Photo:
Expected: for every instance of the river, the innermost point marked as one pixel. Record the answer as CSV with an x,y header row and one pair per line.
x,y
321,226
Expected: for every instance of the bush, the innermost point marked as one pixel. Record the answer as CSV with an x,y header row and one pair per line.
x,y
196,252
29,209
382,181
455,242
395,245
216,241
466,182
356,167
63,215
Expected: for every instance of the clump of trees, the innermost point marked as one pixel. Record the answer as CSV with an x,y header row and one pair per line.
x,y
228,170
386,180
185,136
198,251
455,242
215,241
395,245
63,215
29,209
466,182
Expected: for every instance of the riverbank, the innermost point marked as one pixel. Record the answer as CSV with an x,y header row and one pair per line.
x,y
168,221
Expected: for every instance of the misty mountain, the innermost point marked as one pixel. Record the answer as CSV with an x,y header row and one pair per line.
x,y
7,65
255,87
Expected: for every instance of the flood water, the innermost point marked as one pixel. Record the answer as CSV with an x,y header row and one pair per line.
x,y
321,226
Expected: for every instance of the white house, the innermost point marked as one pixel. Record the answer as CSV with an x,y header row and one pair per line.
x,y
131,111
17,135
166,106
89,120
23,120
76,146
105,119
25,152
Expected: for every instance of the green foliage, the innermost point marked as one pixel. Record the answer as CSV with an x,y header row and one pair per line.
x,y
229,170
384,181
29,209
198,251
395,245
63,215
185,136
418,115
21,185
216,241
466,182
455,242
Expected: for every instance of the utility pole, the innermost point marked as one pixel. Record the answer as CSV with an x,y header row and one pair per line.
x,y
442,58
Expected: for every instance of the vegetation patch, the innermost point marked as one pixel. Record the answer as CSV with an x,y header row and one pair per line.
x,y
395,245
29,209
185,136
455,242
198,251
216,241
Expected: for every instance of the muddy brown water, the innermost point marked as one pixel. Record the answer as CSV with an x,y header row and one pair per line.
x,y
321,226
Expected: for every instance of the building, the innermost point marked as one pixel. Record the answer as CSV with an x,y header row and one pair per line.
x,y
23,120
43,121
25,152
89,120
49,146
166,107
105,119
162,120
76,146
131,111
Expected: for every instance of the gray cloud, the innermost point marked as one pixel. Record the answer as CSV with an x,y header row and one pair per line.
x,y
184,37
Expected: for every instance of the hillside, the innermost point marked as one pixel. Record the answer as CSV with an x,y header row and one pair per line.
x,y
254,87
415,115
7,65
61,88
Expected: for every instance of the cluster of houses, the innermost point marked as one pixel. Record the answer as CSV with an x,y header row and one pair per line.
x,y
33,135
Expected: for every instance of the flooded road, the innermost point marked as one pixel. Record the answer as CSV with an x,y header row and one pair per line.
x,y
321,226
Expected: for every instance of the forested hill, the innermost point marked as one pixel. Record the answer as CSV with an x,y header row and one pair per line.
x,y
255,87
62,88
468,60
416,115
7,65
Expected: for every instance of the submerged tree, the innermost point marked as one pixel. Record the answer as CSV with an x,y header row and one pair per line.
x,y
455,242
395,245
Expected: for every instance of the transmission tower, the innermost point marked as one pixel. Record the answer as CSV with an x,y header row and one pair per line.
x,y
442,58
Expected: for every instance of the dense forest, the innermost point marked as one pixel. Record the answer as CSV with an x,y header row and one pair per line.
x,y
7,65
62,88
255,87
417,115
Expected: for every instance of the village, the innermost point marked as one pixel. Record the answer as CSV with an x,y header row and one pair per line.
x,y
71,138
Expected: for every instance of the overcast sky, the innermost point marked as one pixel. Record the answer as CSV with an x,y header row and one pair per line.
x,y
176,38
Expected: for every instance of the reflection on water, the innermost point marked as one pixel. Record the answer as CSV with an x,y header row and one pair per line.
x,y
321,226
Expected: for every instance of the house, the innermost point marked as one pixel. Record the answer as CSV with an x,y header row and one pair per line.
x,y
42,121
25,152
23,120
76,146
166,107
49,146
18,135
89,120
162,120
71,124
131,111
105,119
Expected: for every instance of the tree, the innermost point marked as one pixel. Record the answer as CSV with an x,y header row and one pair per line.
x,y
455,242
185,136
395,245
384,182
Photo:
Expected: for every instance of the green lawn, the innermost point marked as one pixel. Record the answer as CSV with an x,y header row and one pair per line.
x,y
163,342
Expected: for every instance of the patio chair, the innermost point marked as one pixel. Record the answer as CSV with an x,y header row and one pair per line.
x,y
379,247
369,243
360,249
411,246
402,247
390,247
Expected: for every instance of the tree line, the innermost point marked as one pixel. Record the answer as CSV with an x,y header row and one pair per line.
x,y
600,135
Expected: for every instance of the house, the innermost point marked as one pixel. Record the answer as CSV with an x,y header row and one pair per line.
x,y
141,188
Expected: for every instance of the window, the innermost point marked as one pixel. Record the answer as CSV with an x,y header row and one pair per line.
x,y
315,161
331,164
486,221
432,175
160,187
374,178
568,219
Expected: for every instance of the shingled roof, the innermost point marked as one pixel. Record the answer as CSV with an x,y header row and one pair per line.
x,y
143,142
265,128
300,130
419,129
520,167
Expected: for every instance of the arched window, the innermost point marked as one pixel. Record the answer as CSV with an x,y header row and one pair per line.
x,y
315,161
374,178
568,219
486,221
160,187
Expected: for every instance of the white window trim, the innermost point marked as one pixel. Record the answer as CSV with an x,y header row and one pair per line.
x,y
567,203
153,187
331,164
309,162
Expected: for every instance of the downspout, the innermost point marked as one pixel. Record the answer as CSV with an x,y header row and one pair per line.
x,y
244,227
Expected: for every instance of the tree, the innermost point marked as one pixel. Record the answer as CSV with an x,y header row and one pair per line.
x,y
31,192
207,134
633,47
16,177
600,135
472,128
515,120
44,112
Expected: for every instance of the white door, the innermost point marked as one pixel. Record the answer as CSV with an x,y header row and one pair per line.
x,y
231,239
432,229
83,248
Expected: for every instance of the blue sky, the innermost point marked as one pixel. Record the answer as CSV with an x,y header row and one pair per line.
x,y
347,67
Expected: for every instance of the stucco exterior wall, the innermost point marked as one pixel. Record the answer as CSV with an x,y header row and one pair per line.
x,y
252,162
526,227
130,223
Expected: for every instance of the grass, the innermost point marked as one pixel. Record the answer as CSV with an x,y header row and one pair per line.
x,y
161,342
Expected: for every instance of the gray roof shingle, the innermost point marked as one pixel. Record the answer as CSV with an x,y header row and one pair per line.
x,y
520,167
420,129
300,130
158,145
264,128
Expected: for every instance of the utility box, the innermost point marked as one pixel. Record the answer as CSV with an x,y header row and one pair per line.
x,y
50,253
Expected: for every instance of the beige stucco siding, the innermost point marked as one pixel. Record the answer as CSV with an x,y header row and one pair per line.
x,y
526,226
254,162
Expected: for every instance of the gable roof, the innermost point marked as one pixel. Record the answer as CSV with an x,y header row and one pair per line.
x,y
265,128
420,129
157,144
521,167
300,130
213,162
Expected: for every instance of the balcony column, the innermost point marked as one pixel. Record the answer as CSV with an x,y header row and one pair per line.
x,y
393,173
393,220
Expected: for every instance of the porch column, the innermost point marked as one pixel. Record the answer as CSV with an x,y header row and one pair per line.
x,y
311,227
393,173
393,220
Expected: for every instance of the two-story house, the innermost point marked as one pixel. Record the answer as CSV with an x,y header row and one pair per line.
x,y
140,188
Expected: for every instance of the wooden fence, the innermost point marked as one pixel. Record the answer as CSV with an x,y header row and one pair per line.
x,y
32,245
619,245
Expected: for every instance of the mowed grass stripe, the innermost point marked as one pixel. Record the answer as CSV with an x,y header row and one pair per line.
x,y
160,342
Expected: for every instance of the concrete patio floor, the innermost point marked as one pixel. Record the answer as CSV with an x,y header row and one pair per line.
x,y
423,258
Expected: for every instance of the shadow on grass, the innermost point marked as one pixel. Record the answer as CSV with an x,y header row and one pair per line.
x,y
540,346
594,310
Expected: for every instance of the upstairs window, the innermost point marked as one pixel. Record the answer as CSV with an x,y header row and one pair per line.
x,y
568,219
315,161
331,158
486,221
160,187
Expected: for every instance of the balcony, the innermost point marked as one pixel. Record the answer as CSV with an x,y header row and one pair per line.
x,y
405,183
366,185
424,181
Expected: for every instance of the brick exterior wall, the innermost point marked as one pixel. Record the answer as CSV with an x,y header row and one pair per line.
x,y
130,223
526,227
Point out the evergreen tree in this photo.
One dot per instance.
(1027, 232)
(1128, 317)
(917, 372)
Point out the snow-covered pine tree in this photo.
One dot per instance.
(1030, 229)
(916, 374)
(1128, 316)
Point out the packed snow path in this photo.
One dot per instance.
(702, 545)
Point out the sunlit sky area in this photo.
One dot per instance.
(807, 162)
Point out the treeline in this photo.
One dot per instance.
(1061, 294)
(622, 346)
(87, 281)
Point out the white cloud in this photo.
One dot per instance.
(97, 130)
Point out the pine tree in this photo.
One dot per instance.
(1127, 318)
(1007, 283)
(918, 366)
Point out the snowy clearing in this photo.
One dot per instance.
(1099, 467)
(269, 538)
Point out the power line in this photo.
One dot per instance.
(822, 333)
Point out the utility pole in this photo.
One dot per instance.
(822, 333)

==================================================

» **Prompt**
Every line from the one containing "Expected: for every instance of the concrete" through the final line of the data above is to be restated word for word, and nothing more.

» **Result below**
Expected: for every instance of the concrete patio floor, the innermost point marked as one pixel. Record the answer as CSV with an x,y header row and one pair per line.
x,y
423,258
Expected: for every instance of the shadow on grass, the innermost point marked as one pixel. Record the answer as CSV with an x,y header row and one pair per line.
x,y
540,346
594,310
Expected: for every instance of the upstairs window, the innermost point marked as one pixel. Record the answer as CSV with an x,y header row and one pair per line.
x,y
568,219
315,161
331,158
486,221
160,187
Expected: for every instance of the balcony, the innermost point marked as one pixel. Record the answer as CSV with an x,y header row and one pair per line.
x,y
405,183
366,185
424,181
Expected: for every instance of the brick exterior wall, the innermost point marked as one pixel. Record the answer as CSV with an x,y header row and one pair per line.
x,y
130,223
526,227
Point out the evergreen tree in this photo.
One dot per instance.
(1027, 232)
(1128, 317)
(917, 372)
Point out the snow-covered pine tree in this photo.
One dot per instance.
(1030, 229)
(916, 374)
(1128, 316)
Point out the packed snow path in this photo.
One dot per instance.
(702, 545)
Point out the sunlit sky area in this photo.
One dot per instance.
(807, 162)
Point out the treeline in this photo.
One dot per instance.
(1061, 294)
(622, 346)
(87, 281)
Point out the white cloud in this photo.
One dot per instance.
(97, 130)
Point out the pine tree in this photo.
One dot per instance.
(1127, 318)
(1007, 283)
(918, 366)
Point out the snowy clearing in this photo.
One dot per instance.
(1099, 467)
(269, 538)
Point out the power line in this photo.
One dot per instance.
(822, 333)
Point out the utility pole in this photo.
One dot per instance.
(822, 333)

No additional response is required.